Source records:
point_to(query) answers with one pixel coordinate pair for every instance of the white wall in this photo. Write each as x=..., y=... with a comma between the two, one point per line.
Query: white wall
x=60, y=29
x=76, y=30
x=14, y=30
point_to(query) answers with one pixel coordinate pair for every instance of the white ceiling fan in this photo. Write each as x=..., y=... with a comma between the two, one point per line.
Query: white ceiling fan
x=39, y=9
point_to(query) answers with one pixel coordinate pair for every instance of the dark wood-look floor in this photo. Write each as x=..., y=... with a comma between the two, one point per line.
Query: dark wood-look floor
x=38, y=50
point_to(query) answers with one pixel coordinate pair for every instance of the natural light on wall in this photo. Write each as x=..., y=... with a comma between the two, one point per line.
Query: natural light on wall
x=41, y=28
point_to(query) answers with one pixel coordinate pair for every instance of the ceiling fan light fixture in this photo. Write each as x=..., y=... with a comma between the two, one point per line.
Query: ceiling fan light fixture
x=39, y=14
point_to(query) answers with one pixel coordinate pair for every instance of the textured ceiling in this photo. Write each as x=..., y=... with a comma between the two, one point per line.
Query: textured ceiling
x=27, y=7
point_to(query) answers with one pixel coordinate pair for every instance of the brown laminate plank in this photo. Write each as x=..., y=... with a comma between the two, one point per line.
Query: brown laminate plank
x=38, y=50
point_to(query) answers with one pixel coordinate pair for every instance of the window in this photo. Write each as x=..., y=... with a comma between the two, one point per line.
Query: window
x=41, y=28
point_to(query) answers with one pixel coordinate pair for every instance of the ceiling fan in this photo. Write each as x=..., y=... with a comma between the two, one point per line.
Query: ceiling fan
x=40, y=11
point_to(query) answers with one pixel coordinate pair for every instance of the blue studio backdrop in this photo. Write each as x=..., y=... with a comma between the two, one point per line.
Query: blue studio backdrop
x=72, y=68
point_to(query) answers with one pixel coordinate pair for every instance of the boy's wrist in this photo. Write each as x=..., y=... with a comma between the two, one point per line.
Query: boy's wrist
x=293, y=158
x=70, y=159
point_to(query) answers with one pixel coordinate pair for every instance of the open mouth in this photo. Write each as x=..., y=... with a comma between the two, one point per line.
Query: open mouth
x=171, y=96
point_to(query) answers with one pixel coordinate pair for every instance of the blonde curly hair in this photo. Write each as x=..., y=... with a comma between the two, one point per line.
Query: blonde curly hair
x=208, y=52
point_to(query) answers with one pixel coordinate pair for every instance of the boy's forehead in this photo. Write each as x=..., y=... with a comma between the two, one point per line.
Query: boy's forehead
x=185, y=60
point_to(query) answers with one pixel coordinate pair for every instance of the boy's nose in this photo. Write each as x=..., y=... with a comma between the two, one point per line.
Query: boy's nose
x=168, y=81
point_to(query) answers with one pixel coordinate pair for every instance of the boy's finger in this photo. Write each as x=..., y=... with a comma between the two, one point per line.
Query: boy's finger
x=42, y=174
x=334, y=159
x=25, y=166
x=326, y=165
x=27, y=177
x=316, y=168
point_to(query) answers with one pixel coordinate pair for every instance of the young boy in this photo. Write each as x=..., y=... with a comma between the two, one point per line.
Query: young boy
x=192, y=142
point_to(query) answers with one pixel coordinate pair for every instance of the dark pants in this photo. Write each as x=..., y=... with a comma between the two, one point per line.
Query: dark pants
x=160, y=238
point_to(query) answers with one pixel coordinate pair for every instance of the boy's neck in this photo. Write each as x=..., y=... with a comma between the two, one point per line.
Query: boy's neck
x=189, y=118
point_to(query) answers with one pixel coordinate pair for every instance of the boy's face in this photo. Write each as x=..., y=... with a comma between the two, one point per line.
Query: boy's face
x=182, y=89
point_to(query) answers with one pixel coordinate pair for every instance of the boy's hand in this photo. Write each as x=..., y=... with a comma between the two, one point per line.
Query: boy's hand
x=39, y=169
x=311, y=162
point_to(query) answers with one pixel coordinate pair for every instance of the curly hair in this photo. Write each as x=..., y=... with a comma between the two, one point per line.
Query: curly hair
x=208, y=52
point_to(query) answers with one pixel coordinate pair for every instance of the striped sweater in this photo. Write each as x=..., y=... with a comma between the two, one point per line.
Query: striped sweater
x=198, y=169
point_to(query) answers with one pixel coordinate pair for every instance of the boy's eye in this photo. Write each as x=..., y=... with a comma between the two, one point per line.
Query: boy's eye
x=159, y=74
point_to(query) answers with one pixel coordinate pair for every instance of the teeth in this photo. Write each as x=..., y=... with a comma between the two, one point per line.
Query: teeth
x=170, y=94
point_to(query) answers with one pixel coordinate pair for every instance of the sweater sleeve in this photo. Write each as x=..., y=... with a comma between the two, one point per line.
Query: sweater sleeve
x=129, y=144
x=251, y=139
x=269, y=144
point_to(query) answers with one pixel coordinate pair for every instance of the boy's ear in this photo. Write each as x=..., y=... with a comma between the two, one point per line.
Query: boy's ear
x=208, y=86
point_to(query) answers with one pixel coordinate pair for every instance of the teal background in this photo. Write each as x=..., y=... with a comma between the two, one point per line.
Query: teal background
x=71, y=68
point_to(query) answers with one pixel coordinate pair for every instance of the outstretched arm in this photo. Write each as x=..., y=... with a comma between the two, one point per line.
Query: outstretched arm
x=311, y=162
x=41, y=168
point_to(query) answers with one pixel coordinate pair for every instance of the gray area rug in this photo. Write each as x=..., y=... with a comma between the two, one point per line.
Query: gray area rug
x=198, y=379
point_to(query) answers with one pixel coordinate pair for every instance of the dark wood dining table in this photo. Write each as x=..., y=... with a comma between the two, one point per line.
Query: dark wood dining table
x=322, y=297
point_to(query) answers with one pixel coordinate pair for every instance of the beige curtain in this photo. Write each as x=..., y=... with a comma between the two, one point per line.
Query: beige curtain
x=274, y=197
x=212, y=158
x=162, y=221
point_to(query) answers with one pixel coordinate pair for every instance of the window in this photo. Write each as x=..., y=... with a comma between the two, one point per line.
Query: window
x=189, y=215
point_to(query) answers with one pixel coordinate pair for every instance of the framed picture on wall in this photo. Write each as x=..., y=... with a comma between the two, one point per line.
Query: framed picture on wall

TASK TO CARRY OUT:
In the answer, give the lines from the first line of the data through the line with "of the textured", exactly as they appear and with no additions.

WRITTEN ANSWER:
point_to(query) answers with one pixel coordinate pair for every instance of the white wall in this photo. Write each as x=..., y=... with a comma between the two, one point per line.
Query: white wall
x=60, y=29
x=76, y=30
x=14, y=30
point_to(query) answers with one pixel coordinate pair for every instance of the white ceiling fan in this photo. Write each as x=..., y=... with a comma between the two, one point per line.
Query: white ceiling fan
x=39, y=9
point_to(query) answers with one pixel coordinate pair for every instance of the dark wood-look floor in this photo. Write each as x=..., y=... with a comma between the two, one point per line.
Query: dark wood-look floor
x=38, y=50
point_to(query) answers with one pixel coordinate pair for every instance of the natural light on wall in this photo. Write each as x=..., y=... with a comma between the two, one point per line.
Query: natural light on wall
x=41, y=28
point_to(query) answers with one pixel coordinate pair for every instance of the ceiling fan light fixture in this photo. Write each as x=..., y=... with a comma between the two, one point per line.
Query: ceiling fan light fixture
x=39, y=14
point_to(query) answers with one pixel coordinate pair for every instance of the textured ceiling in this photo. Write each as x=..., y=... with a comma between the two, one point per line.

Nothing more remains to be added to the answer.